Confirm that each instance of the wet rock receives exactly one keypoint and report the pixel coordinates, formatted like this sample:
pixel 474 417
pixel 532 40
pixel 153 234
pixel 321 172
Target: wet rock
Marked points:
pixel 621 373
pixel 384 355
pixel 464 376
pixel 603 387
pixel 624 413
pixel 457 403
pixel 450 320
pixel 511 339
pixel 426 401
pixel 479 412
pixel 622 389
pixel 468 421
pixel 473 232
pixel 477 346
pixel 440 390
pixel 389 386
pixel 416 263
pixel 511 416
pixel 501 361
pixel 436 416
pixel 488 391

SET PROBLEM. Rewrite the lines above, changing every occurrence of "wet rock" to "mossy stone" and leaving everything else unchanged.

THE SOLUTION.
Confirm that each instance of the mossy stone receives exactly one keypoint and report the pixel coordinates, formatted like this sample:
pixel 474 417
pixel 532 40
pixel 153 234
pixel 321 172
Target: mossy stone
Marked points:
pixel 621 373
pixel 384 355
pixel 464 376
pixel 603 387
pixel 624 413
pixel 457 403
pixel 450 320
pixel 511 339
pixel 426 401
pixel 479 412
pixel 622 389
pixel 468 421
pixel 473 232
pixel 477 346
pixel 440 390
pixel 389 386
pixel 416 263
pixel 511 416
pixel 501 361
pixel 436 416
pixel 488 391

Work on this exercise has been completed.